**Task objective**
Rewrite the data below as a numbered list, one line per number, and leave out any blank lines.

— START —

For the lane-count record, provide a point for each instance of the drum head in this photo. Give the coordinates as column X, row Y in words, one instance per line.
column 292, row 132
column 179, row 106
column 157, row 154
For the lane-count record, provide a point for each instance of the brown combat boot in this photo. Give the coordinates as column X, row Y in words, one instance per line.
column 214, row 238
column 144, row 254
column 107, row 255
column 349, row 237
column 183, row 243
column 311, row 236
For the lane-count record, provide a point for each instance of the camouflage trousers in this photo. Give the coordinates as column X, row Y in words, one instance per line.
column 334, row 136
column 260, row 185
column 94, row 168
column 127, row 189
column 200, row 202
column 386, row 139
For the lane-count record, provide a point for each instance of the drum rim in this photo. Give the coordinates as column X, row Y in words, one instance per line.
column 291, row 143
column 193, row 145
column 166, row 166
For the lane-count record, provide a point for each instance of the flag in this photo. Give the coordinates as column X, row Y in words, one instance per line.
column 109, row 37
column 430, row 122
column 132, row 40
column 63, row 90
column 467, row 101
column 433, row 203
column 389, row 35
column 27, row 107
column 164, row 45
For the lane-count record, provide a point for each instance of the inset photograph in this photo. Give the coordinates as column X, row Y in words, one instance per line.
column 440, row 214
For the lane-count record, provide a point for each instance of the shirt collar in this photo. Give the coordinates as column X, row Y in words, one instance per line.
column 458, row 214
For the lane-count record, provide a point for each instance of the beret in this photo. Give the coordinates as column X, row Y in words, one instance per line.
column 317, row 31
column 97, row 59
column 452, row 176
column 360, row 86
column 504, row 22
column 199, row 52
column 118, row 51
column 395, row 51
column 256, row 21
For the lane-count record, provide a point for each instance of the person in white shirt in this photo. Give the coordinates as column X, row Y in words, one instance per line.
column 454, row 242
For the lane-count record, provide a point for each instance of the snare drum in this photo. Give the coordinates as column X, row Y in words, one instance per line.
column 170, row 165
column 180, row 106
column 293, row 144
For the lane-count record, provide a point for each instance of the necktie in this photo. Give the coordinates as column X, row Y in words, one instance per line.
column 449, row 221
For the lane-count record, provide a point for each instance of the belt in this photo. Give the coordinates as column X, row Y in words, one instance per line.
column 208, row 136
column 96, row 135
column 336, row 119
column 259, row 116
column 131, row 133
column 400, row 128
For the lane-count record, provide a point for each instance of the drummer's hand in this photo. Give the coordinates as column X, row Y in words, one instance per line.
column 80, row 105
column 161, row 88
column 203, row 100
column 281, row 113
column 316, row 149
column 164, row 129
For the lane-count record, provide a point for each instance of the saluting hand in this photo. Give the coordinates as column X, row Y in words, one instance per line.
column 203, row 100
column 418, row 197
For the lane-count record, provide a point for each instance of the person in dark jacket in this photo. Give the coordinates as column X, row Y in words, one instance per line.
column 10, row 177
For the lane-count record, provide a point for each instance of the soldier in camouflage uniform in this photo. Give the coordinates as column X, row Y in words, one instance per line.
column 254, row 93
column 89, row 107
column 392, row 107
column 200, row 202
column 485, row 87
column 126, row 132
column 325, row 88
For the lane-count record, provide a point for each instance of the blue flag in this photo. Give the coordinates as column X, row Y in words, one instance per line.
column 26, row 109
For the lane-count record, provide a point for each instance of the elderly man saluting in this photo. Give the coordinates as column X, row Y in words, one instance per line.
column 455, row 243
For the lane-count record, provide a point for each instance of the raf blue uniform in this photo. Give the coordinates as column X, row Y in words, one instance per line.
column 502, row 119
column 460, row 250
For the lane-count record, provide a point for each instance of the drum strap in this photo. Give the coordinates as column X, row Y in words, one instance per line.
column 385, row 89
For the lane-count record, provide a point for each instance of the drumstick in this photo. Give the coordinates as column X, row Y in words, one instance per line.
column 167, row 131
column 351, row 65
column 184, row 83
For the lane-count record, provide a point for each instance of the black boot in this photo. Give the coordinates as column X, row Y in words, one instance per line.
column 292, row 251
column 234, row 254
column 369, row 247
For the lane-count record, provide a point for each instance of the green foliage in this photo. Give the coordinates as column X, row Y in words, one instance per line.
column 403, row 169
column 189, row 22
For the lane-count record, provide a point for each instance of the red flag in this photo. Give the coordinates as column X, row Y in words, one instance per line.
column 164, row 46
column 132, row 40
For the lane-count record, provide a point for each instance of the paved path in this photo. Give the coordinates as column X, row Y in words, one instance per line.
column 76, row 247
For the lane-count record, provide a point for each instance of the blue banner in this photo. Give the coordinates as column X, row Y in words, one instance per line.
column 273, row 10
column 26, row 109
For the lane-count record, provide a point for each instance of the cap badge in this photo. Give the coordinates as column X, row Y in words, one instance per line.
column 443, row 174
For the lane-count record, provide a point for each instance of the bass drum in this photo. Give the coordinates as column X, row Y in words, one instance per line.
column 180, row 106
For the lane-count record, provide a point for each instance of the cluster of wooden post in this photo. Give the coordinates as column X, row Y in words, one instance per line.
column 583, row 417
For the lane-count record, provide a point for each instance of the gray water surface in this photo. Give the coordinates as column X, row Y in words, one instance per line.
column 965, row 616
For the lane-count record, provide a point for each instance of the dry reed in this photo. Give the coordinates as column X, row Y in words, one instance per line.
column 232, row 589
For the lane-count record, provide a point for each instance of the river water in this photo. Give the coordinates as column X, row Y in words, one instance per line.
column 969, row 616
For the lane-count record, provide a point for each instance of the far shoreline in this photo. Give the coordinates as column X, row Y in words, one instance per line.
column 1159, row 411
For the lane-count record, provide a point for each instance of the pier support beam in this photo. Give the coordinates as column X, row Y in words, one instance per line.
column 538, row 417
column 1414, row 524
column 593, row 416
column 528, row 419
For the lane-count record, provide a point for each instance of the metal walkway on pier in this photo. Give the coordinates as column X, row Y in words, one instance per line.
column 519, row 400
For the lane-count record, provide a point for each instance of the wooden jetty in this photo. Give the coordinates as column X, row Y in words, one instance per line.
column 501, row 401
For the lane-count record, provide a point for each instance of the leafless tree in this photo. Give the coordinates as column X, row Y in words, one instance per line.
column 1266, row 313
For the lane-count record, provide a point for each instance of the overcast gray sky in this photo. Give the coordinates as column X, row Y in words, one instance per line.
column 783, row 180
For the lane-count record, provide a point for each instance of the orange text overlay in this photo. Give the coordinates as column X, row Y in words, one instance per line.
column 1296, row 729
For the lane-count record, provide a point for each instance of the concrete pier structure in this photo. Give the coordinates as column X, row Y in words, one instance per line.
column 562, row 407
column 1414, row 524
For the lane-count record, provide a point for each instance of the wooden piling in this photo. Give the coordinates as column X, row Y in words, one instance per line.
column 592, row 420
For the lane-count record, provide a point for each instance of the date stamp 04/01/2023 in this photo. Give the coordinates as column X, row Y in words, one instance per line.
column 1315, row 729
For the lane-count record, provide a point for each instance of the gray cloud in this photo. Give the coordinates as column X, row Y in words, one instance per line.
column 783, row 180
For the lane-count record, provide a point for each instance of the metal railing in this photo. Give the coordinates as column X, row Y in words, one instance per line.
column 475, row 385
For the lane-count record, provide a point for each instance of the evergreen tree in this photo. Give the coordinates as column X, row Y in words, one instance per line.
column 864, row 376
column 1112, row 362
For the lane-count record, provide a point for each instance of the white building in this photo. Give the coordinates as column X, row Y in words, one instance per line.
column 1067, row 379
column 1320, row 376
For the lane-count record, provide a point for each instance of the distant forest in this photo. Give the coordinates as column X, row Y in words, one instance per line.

— END —

**Exercise response**
1. For the lane-count record, provide a point for each instance of the drum head in this photo. Give the coordinates as column X, row Y in words, one instance per line.
2. column 292, row 132
3. column 179, row 106
4. column 157, row 154
5. For the lane-count record, provide a point for each instance of the brown combat boot in this photo. Give the coordinates as column X, row Y in words, one instance per line.
6. column 214, row 238
7. column 144, row 254
8. column 107, row 255
9. column 349, row 237
10. column 183, row 243
11. column 311, row 236
12. For the lane-count record, provide a point for each instance of the camouflage trousers in this photo. Give the coordinates as column X, row Y in words, one instance per line.
13. column 334, row 136
14. column 260, row 185
15. column 94, row 168
16. column 127, row 189
17. column 200, row 202
18. column 386, row 139
19. For the lane-count record, provide a point for each instance of the drum rim in this photo. Give the coordinates as column X, row Y in words, one instance per line.
20. column 291, row 143
21. column 193, row 145
22. column 166, row 166
23. For the lane-count record, provide a point for each instance of the flag in this photo. Give the coordinates as column X, row Y in words, one instance per line.
24. column 109, row 37
25. column 430, row 122
26. column 132, row 40
27. column 63, row 90
28. column 467, row 101
29. column 433, row 203
30. column 389, row 35
31. column 27, row 107
32. column 164, row 45
33. For the lane-count record, provide a point for each instance of the inset photograph in this photo. Give the coordinates as column X, row Y in words, one instance per line.
34. column 440, row 214
35. For the lane-count record, provide a point for each instance of the shirt collar in this photo. Give the coordinates as column X, row Y in words, one instance per line.
36. column 458, row 214
37. For the lane-count record, provide a point for each instance of the beret in this photo. Give the coordinates as column X, row Y in words, one instance per line.
38. column 317, row 31
39. column 97, row 59
40. column 452, row 176
41. column 360, row 86
42. column 504, row 22
43. column 199, row 52
44. column 118, row 51
45. column 395, row 51
46. column 256, row 21
47. For the lane-count record, provide a point for each instance of the person in white shirt in this photo. Give the coordinates as column X, row Y in words, one instance per line.
48. column 454, row 242
49. For the lane-count record, provide a point for each instance of the snare drum in this photo. Give the coordinates as column X, row Y in words, one instance per line.
50. column 170, row 165
51. column 180, row 106
52. column 293, row 144
53. For the lane-count record, provide a point for each instance of the necktie in this photo. Give the coordinates as column X, row Y in words, one instance per line.
54. column 449, row 221
55. For the lane-count record, provide a point for each instance of the belt in this photo. Give the coordinates as column X, row Y in words, one instance per line.
56. column 208, row 136
57. column 96, row 135
58. column 336, row 119
59. column 259, row 116
60. column 131, row 133
61. column 400, row 128
62. For the lane-count record, provide a point for each instance of the drummer's hand in this photo. Give the coordinates as column X, row Y in words, one instance per line.
63. column 80, row 105
64. column 161, row 88
65. column 203, row 100
66. column 281, row 113
67. column 316, row 149
68. column 164, row 129
69. For the lane-count record, provide a point for each instance of the saluting hand in this photo. Give the coordinates as column X, row Y in words, one instance per line.
70. column 203, row 100
71. column 418, row 197
72. For the lane-count record, provide a point for each instance of the person in dark jacket in this photo. Give the coordinates as column X, row Y in words, one instance per line.
73. column 10, row 177
74. For the lane-count record, provide a point for each instance of the soldier in camouflage uniform in this photo. Give the coordinates as column X, row Y in words, one instance per line.
75. column 254, row 93
76. column 89, row 107
77. column 392, row 107
78. column 200, row 202
79. column 485, row 87
80. column 126, row 132
81. column 325, row 88
82. For the lane-count record, provide a point for each instance of the blue flag in this photo. Give the coordinates as column X, row Y in words, one instance per line.
83. column 26, row 109
84. For the lane-count record, provide a point for each instance of the elderly man saluting in this photo. Give the coordinates as column X, row Y in words, one instance per line.
85. column 455, row 243
86. For the lane-count record, provide a point for each instance of the raf blue uniform in this photo. Give the coordinates as column X, row Y in words, one instance per line.
87. column 502, row 119
88. column 460, row 250
89. For the lane-count record, provide a point for each instance of the drum strap in this photo. Give the coordinates as column X, row Y in words, one instance per line.
90. column 385, row 89
91. For the lane-count record, provide a point for each instance of the drumstick in this photo. Give the coordinates as column X, row Y in words, one instance per line.
92. column 167, row 131
93. column 351, row 65
94. column 184, row 83
95. For the lane-count record, provide a point for each instance of the black boot in this photo. Give the coordinates as column X, row Y in words, one instance per line.
96. column 292, row 251
97. column 234, row 254
98. column 369, row 247
99. For the lane-count record, provide a point for each instance of the green foliage in this photo. Give the coordinates as column X, row Y in words, one instance per line.
100. column 403, row 169
101. column 189, row 22
102. For the lane-count record, provide a point for each instance of the red flag in this photo. Give the coordinates as column X, row Y in words, one instance per line.
103. column 164, row 46
104. column 132, row 40
105. For the lane-count record, provide a point for each instance of the paved path in this photo. Give the coordinates as column X, row Y in words, one instance per line.
106. column 76, row 247
107. For the lane-count record, provide a point for each instance of the blue banner in this photo. Give the coordinates as column X, row Y in words, one instance per line.
108. column 273, row 10
109. column 26, row 109
110. For the lane-count record, provide a point for each instance of the cap badge in this photo. Give the coordinates as column X, row Y in words, one instance per line.
111. column 443, row 174
112. For the lane-count record, provide a point for each instance of the bass drum in this photo. Give the coordinates as column X, row Y in words, one instance per line.
113. column 180, row 106
114. For the lane-count record, provide a point for each instance of the cluster of wooden post in this photo. Give the coordinates as column X, row Y in words, one instance per line.
115. column 583, row 417
116. For the lane-count record, provide a point for each instance of the gray water surface in this photo. Give the coordinates as column X, row Y in words, one instance per line.
117. column 965, row 616
118. For the lane-count record, provide a point for each instance of the dry reed in this photo. Give the coordinates as column X, row Y in words, one instance per line.
119. column 232, row 589
120. For the lane-count record, provide a point for each instance of the river water in this photo. Give the coordinates as column X, row Y in words, one instance per line.
121. column 969, row 616
122. For the lane-count record, provide a point for each instance of the far shoreline in this photo. Give the coordinates as column X, row Y in words, one instance per line.
123. column 1159, row 411
124. For the lane-count record, provide a point for each instance of the pier support beam in this photo. Give the coordinates as column X, row Y in words, one instance per line.
125. column 538, row 417
126. column 1414, row 524
127. column 593, row 416
128. column 528, row 419
129. For the lane-count record, provide a point for each instance of the metal walkway on pier in this photo. Give the coordinates as column X, row Y in words, one instance per line.
130. column 519, row 400
131. For the lane-count record, provide a point for each instance of the wooden jetty in this photo. Give the coordinates as column X, row Y in words, one instance per line.
132. column 501, row 401
133. For the lane-count record, provide a point for each instance of the leafless tree in this photo. Give the coordinates as column X, row Y in words, one instance per line.
134. column 1266, row 313
135. For the lane-count record, provide a point for each instance of the overcast gray sky in this photo. Give the coordinates as column X, row Y in words, one instance per line.
136. column 783, row 180
137. For the lane-count record, provide a point for each instance of the orange text overlay in this photo. Give the coordinates as column X, row Y in words, one instance per line.
138. column 1296, row 729
139. For the lane-count record, provide a point for each instance of the concrete pier structure in this photo. Give the coordinates as column X, row Y in words, one instance per line.
140. column 562, row 407
141. column 1414, row 524
142. For the lane-count record, provide a point for each instance of the wooden piling in this photo. Give the coordinates as column X, row Y in words, one instance per line.
143. column 592, row 420
144. For the lane-count record, provide a point for each instance of the date stamp 04/01/2023 in this photo. Give the coordinates as column X, row Y in words, one instance per line.
145. column 1315, row 729
146. For the lane-count record, provide a point for each instance of the gray cloud in this photo. Give the coordinates as column X, row Y in words, one instance per line.
147. column 783, row 180
148. For the lane-count record, provide a point for each instance of the metal railing in this photo. Give the coordinates as column X, row Y in words, one instance per line.
149. column 475, row 385
150. For the lane-count record, provide a point for each instance of the evergreen tree in this photo. Give the coordinates as column X, row Y in words, one instance per line.
151. column 864, row 376
152. column 1112, row 362
153. For the lane-count record, provide a point for each instance of the white building in this photo. Give the coordinates as column X, row Y in words, one instance per line.
154. column 1067, row 379
155. column 1320, row 376
156. For the lane-count record, provide a point for each instance of the distant forest in this photo. Give the coordinates as column X, row Y in words, one instance per line.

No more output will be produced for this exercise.